# [Study text]
((

An order of prohibition can, of course, be issued only if the police commissioner is entirely without jurisdiction to hear and decide the charges, but, concededly, he would have no jurisdiction in disciplinary proceedings against the petitioners-respondents if retirement was accomplished, without any resolution by the board of trustees of the pension fund, before the charges were filed. Prohibition is, however, an extraordinary remedy, and an order of prohibition will ordinarily not be granted where there is other adequate remedy for usurpation of jurisdiction by a tribunal. In this case the defendants-appellants urge that certiorari would constitute an adequate remedy, even assuming that the Commissioner has no longer any disciplinary power over the petitioners-respondents. Both the court at Special Term and the Appellate Division held that a prohibition proceeding was a proper method of challenging in advance the jurisdiction of the Commissioner to proceed with the charges. Certiorari would not in our opinion be an adequate remedy in this case, and the petitioners might suffer irreparable damages if they were compelled to defend themselves against the charges if, as matter of law, they are no longer members of the police department. Certainly there is at least room for the exercise of discretion, and since both courts agreed that an order of prohibition should issue if, as matter of law, the petitioners were no longer members of the police force, we may not review such exercise of discretion, even though the order denying prohibition was reversed as ‘matter of law’ on other grounds.

))

# [Brief 1]
According to the passage on prohibition, which two courts held that a prohibition proceeding was a proper way to challenge the Commissioner's jurisdiction in advance?
# [Brief 2]
Condense the paragraph of the passage on prohibition that begins "An order of prohibition can, of course," into a short bulleted list that keeps its main points.
# [Brief 3]
Write the next few sentences of the passage on prohibition, picking up after its final sentence.

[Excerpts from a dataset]

((

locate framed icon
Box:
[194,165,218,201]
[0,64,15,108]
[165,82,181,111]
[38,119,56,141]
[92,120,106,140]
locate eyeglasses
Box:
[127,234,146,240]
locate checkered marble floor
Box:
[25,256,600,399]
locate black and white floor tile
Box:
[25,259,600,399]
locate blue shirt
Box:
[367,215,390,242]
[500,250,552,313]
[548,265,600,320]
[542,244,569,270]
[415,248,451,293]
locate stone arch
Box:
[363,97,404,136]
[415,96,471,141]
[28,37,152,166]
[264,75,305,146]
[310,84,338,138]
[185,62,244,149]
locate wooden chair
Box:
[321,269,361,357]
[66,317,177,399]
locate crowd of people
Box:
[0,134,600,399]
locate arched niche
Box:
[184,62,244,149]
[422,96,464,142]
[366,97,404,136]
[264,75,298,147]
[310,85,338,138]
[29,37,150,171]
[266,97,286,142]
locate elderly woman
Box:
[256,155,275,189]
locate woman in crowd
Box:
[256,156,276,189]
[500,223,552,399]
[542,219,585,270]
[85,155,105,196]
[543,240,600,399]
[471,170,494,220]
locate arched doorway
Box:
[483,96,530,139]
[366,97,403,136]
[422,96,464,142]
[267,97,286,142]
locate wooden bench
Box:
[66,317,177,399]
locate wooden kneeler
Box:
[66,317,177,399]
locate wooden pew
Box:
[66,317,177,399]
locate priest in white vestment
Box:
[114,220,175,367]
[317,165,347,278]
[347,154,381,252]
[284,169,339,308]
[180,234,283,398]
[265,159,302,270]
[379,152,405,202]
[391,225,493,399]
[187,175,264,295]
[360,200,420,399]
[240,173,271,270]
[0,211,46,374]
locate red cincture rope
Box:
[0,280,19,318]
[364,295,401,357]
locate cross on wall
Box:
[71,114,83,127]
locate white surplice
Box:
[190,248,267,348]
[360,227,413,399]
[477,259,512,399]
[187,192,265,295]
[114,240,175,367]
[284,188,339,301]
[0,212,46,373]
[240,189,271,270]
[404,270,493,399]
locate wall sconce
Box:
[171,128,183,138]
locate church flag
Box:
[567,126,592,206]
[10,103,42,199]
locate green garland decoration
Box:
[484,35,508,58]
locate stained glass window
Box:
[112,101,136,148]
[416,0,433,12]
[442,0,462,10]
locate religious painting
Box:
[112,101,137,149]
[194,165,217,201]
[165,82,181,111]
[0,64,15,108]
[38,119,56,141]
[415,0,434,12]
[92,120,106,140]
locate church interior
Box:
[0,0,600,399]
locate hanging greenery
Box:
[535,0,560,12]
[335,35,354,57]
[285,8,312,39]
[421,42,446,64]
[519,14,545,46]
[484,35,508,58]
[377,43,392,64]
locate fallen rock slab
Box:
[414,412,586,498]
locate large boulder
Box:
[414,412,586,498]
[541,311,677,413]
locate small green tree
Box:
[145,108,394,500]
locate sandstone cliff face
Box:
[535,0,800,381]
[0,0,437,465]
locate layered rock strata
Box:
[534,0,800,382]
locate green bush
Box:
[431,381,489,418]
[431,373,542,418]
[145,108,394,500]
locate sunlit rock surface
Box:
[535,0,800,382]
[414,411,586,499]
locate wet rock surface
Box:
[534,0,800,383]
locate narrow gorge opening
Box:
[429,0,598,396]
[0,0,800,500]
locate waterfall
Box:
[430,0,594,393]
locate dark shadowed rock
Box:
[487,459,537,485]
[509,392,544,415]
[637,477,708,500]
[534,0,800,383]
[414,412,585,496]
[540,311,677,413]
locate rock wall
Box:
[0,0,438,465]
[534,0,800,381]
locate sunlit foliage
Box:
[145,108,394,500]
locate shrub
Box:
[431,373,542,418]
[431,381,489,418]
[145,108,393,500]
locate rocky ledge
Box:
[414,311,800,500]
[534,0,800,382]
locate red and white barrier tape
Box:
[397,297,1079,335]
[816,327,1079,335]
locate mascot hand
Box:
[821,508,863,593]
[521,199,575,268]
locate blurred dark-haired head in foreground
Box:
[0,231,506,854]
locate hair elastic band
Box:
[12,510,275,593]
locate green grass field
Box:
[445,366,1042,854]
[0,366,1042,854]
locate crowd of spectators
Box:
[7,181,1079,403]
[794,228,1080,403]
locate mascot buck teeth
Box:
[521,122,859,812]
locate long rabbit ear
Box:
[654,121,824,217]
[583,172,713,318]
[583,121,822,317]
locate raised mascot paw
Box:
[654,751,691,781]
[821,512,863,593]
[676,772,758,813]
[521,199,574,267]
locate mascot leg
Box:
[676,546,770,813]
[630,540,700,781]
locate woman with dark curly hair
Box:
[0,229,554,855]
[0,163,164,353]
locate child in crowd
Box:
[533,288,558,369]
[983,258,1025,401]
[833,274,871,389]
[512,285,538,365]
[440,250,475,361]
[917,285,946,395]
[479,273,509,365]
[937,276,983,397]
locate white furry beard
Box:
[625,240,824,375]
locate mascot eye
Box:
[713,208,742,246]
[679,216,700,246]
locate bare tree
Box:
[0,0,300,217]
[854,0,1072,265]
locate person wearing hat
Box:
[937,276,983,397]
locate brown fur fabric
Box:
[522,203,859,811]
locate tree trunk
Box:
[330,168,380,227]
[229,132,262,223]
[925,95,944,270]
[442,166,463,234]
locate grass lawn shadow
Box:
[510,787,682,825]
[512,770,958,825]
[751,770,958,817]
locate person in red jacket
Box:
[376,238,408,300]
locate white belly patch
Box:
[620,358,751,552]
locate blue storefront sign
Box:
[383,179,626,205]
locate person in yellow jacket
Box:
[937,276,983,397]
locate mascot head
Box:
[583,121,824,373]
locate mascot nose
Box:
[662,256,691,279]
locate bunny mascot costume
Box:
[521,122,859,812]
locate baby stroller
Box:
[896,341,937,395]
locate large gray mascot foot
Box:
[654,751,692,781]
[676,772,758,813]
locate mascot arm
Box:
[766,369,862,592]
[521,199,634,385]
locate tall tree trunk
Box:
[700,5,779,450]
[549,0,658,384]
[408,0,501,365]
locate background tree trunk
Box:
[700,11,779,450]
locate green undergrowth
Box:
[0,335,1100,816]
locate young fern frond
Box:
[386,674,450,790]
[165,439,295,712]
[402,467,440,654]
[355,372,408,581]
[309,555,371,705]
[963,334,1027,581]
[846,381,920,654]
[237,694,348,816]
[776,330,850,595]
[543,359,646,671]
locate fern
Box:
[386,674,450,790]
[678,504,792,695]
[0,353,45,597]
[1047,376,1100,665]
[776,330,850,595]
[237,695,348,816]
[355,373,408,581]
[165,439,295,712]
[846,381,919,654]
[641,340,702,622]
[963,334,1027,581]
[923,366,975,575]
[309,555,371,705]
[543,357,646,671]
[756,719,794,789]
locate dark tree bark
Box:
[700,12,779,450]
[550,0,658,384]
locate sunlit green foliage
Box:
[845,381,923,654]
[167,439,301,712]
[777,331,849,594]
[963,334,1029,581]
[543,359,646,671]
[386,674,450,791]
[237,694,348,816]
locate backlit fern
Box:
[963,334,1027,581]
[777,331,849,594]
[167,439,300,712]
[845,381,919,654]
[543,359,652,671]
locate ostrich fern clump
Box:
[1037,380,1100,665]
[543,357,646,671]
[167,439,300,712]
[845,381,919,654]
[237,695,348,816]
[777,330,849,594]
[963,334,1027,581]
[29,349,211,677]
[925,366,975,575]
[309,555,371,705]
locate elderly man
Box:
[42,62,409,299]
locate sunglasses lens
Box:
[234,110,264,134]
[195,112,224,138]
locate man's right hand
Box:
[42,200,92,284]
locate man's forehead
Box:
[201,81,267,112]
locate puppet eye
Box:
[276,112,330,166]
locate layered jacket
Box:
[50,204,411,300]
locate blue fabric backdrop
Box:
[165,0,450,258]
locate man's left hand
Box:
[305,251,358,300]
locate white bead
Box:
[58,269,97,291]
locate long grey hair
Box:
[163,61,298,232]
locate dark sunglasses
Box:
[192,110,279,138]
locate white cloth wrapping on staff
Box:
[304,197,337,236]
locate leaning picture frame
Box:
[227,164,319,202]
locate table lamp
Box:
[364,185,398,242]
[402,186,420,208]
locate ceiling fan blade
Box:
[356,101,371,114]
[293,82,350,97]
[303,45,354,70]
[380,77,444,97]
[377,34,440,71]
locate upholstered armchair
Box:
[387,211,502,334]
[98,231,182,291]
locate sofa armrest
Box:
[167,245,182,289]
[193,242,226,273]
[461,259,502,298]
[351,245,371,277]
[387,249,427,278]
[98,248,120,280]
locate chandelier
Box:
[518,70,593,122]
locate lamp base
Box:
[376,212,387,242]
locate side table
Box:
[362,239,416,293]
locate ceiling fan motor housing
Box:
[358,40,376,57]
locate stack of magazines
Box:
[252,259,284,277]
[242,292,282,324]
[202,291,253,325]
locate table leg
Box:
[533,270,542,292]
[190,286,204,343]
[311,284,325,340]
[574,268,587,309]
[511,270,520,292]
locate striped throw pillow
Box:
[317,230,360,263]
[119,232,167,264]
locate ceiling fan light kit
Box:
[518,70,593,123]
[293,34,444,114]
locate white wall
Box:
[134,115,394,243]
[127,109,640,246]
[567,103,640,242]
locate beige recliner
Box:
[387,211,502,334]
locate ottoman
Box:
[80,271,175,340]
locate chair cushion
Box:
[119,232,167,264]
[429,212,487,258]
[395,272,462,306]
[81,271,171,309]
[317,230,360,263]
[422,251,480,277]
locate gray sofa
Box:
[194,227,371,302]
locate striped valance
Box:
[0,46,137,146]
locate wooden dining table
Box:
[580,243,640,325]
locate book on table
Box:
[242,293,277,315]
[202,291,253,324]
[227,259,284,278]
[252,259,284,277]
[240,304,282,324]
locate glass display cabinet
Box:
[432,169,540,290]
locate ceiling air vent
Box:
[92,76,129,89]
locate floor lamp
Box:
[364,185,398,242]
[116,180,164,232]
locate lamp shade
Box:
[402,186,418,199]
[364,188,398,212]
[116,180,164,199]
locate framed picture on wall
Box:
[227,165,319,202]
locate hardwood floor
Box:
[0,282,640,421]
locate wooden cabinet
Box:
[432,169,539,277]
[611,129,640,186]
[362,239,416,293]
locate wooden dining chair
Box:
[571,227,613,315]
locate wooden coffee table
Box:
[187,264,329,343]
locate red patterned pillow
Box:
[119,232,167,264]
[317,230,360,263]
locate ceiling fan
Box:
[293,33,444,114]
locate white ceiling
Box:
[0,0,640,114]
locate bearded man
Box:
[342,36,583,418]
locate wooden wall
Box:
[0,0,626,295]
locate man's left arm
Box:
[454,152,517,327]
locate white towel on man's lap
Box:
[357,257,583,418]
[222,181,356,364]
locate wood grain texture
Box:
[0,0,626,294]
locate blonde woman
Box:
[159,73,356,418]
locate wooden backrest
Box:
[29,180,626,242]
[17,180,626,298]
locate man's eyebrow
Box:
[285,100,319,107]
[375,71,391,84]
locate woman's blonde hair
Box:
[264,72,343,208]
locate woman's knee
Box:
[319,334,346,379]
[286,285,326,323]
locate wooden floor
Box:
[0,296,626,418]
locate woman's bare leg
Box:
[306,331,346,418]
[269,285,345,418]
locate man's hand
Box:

))

# [Written reply 1]
The court at Special Term and the Appellate Division.

# [Written reply 2]
- Prohibition issues only when the police commissioner wholly lacks jurisdiction. He would lack it if the petitioners-respondents retired before the charges were filed, without any resolution by the pension fund's board of trustees.
- Prohibition is an extraordinary remedy and is ordinarily denied when another adequate remedy exists.
- The defendants-appellants argue that certiorari would be adequate.
- Special Term and the Appellate Division both held that prohibition was a proper way to challenge the Commissioner's jurisdiction in advance.
- The court finds certiorari inadequate here. The petitioners could suffer irreparable damage if forced to defend against charges while, as a matter of law, no longer police department members.
- Both lower courts agreed prohibition should issue if the petitioners were no longer on the force. The court may not review that exercise of discretion, even though the order denying prohibition was reversed as "matter of law" on other grounds.

# [Written reply 3]
The Legislature has, in title B, article 1 of chapter 18 of the Administrative Code of the City of New York (L. 1937, Ex.Sess., ch. 929, as amended), determined the manner in which the police pension fund shall be administered and has defined the rights and obligations of a member of the police force who, upon retirement, is entitled to receive a pension. The statute provides that ‘the police pension fund shall be administered by a board of trustees * * *’ (s B18-2.0, subd. a) and that ‘every act of the board of trustees shall be by resolution which shall be adopted only by a vote of at least seven-twelfths of the whole number of votes authorized to be cast by all of the members of such board’ (subd. b of the same section). In section B18-4.0, entitled ‘Payment of pensions; disability; retirement for service,’ the statute provides:

‘a. The Board of Trustees shall retire any member who, upon an examination, as provided in subdivision d * * *, may be found to be disqualified, physically or mentally, for the performance of his duties. Such member * * * shall receive * * * an annual pension as provided in this section. In every case such board shall determine the circumstances thereof * * *.

‘c. Any member who: (1) Shall have elected to contribute...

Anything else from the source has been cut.